## EXERCISE BRIEF
Rewrite the rows from the line with "Report the position of each instance of the window sill" through the end of the rows, requests included, multiplying every coordinate in the answers by 1.05 and rounding to whole numbers with halves rounded up. Leave the pictures out, and leave the numbers in the requests and their format samples as they are.

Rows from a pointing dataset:
--- begin ---

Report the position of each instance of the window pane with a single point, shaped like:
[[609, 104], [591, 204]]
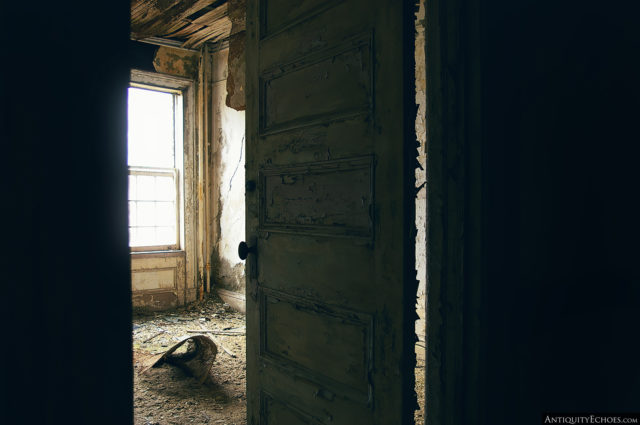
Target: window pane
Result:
[[165, 188], [145, 189], [132, 187], [165, 235], [165, 214], [150, 128], [133, 236], [145, 236], [146, 214], [132, 214]]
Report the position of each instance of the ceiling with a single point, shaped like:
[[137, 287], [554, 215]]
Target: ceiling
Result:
[[185, 23]]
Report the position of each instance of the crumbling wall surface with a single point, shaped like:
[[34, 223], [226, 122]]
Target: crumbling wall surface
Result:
[[178, 62], [421, 205], [227, 168], [236, 63]]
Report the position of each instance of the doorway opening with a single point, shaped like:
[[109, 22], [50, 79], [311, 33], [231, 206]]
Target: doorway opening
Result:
[[186, 205]]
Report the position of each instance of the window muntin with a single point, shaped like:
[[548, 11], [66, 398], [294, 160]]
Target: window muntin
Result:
[[154, 144]]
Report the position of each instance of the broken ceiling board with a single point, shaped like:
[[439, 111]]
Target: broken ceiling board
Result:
[[238, 15], [191, 22], [210, 18], [161, 19], [211, 33], [236, 75], [149, 16]]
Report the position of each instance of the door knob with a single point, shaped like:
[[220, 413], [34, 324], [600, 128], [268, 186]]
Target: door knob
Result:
[[244, 250]]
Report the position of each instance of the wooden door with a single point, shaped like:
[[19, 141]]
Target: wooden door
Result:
[[330, 275]]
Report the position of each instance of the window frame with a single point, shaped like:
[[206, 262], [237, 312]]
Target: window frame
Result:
[[184, 162], [153, 171]]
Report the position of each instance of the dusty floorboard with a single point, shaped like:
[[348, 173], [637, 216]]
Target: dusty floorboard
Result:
[[166, 395]]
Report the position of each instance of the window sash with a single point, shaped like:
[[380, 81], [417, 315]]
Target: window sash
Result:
[[155, 172]]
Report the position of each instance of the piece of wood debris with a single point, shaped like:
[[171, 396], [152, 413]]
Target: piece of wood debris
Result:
[[153, 336], [218, 343], [216, 332]]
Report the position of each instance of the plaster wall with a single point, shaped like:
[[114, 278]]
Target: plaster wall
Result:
[[227, 168]]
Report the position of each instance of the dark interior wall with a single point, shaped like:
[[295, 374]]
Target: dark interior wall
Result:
[[66, 356], [560, 97]]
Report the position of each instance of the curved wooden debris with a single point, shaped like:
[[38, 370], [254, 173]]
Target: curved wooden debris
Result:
[[197, 361]]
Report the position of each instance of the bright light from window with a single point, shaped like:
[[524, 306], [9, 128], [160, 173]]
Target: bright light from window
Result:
[[151, 128], [154, 121]]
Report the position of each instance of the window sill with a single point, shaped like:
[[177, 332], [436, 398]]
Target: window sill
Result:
[[158, 254]]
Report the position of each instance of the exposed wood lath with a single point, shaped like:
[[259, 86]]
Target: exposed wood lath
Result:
[[190, 22]]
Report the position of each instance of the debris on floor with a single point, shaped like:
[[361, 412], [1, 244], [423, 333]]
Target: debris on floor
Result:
[[196, 360], [166, 394]]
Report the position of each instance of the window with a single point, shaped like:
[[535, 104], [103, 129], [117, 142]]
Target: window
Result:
[[155, 132]]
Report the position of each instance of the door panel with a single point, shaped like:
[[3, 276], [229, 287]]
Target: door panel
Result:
[[331, 213]]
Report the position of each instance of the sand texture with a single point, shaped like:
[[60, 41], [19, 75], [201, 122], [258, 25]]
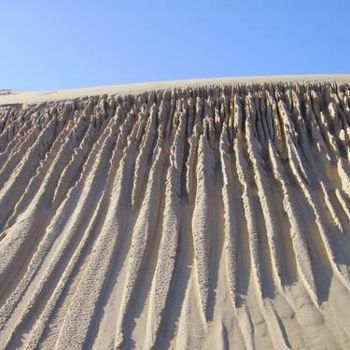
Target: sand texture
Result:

--- end ---

## EXERCISE RESPONSE
Report the position of each instance of the window sill with a single point, shaped like:
[[177, 332], [436, 398]]
Target: window sill
Result:
[[166, 267]]
Report the position of each instance of the exposed wood lath with a single point, shaped like:
[[259, 86]]
Target: exposed wood lath
Result:
[[200, 23]]
Report the position of each instance of the debris on floor with a single point, shaped like:
[[361, 412], [1, 244], [423, 333]]
Target: debris on floor
Result:
[[206, 378], [174, 414]]
Report the position of each instance of the window with a single point, shaped like:
[[535, 104], [103, 129], [117, 142]]
Target: window
Result:
[[163, 139]]
Report the position of each instance of the door panel with a single point, shaped like:
[[3, 276], [229, 287]]
Target: door panel
Result:
[[348, 224]]
Report the position of each instance of the sand texture with a single point, shaped like:
[[60, 41], [19, 75], [201, 122], [258, 25]]
Target: sand texture
Result:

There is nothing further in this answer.